(Point localization data)
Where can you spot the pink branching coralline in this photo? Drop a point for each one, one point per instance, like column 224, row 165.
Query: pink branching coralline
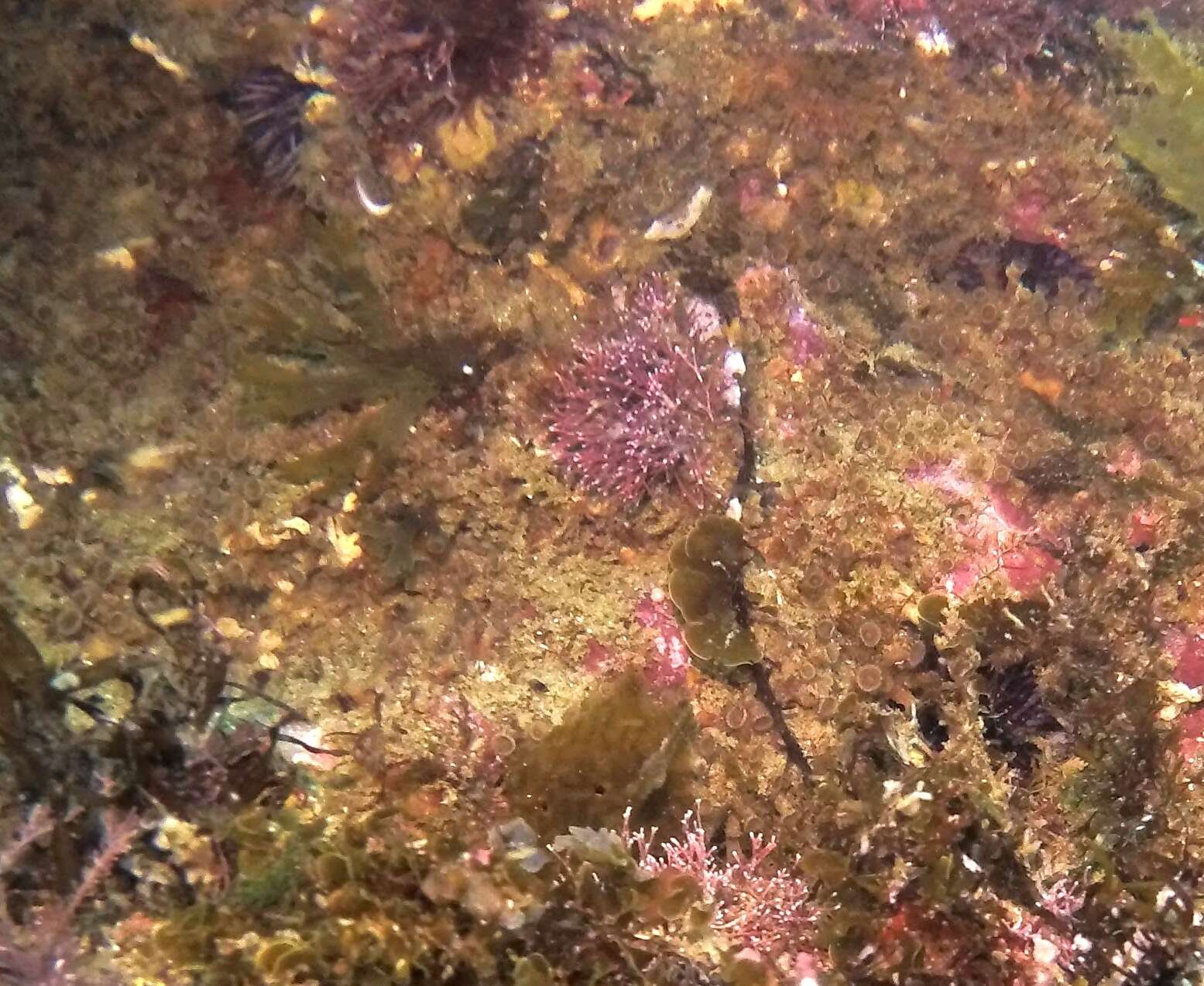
column 770, row 912
column 46, row 951
column 1000, row 535
column 637, row 407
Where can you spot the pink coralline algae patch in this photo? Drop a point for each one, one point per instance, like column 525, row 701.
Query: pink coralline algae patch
column 638, row 406
column 668, row 660
column 1143, row 529
column 599, row 659
column 1041, row 949
column 1186, row 645
column 804, row 337
column 1000, row 536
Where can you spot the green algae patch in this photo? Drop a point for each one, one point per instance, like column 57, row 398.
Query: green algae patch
column 1166, row 132
column 622, row 747
column 707, row 587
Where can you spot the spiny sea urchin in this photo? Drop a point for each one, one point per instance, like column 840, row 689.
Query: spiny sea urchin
column 270, row 106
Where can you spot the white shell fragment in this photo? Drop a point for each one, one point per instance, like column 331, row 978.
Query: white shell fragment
column 677, row 224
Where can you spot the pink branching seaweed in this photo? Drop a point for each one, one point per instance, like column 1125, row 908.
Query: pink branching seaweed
column 45, row 951
column 637, row 409
column 770, row 912
column 407, row 63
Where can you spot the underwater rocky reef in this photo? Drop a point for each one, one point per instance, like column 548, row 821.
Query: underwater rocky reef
column 601, row 491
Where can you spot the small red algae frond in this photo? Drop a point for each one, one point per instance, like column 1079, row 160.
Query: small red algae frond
column 636, row 409
column 1002, row 535
column 770, row 912
column 407, row 63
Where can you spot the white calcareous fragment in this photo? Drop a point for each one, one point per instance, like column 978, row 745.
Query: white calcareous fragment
column 677, row 224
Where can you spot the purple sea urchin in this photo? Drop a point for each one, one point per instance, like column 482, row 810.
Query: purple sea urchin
column 403, row 64
column 270, row 105
column 641, row 406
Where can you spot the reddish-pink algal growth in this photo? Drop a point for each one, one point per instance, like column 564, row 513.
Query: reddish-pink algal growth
column 640, row 406
column 752, row 906
column 406, row 63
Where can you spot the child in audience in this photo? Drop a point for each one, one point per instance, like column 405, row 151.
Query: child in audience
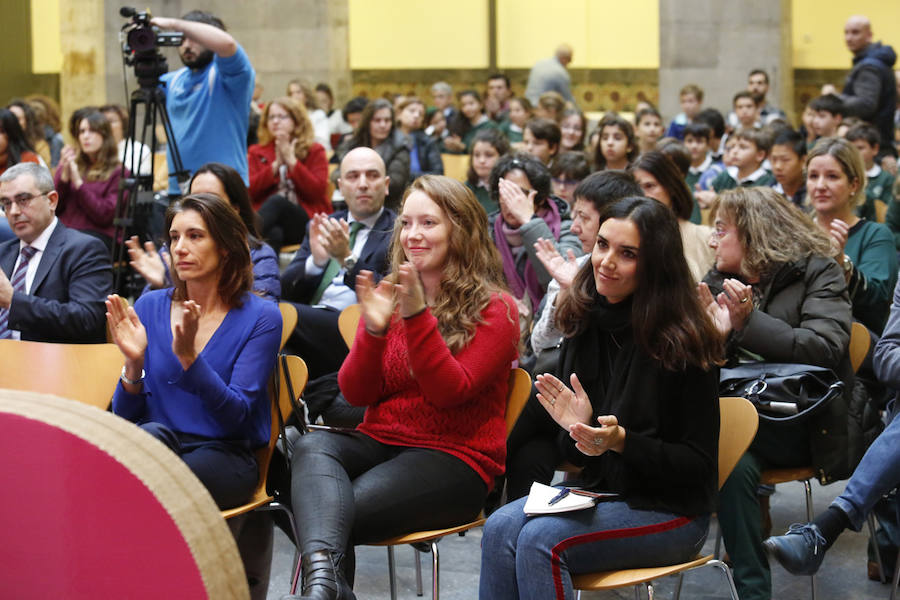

__Prompt__:
Word for word, repeat the data above with the pictures left out.

__Solution to this task__:
Where can you spot the pink branching coralline in this photo? Drop a point for each one, one point per instance, like column 224, row 165.
Query: pink branching coralline
column 770, row 912
column 46, row 951
column 1000, row 535
column 637, row 407
Where can you spot the pink coralline algae patch in this photo? Drop a point for each one, one point per instance, like column 525, row 701.
Query: pink coralline algae patch
column 638, row 406
column 668, row 660
column 1143, row 529
column 599, row 659
column 1041, row 949
column 1186, row 645
column 804, row 337
column 1000, row 536
Where can you spot the green algae patch in this photo? Drop a point for each one, one point per instance, like column 57, row 398.
Query: green algae patch
column 1166, row 132
column 622, row 747
column 707, row 587
Where can you spot the spiny sea urchin in this photo? Drop a point for each one, one point per instance, like column 840, row 689.
Query: spiny sea urchin
column 270, row 106
Where can you spot the white shell fragment in this photo? Drop a point for each one, one point per instance, like column 331, row 978.
Query: white shell fragment
column 677, row 224
Where can you spot the pink branching seaweed in this photo? Drop a point for each one, one point per instance, like column 1125, row 908.
Query: pink branching seaweed
column 45, row 951
column 637, row 409
column 770, row 912
column 407, row 63
Where can you spot the underwater rocky reef in this photo? Drop a point for each one, one point per instance, like column 548, row 821.
Query: underwater rocky reef
column 601, row 491
Where can you spot the small red algae frond in this photo? Drop a point for each one, one point per instance, like column 1079, row 160.
Query: small red algae frond
column 636, row 409
column 1002, row 535
column 770, row 912
column 407, row 63
Where can you spot the white calcareous fragment in this photo? Drop a point for each one, one point per instance, like column 978, row 745.
Query: white calcareous fragment
column 677, row 224
Where can you spot the purple sea urchin in this photo? Drop a point for each one, one point per instance, like column 482, row 810.
Query: purple sea urchin
column 403, row 64
column 270, row 105
column 641, row 406
Where can you spot the reddish-pink algal growth in this photo? Drop a point for each one, one point per instance, like column 564, row 513.
Query: reddish-pink algal growth
column 640, row 406
column 752, row 906
column 406, row 63
Where can you spot the child in audience in this photo? Drop a point for each one, one point per instance, like column 405, row 151.
Query: child in audience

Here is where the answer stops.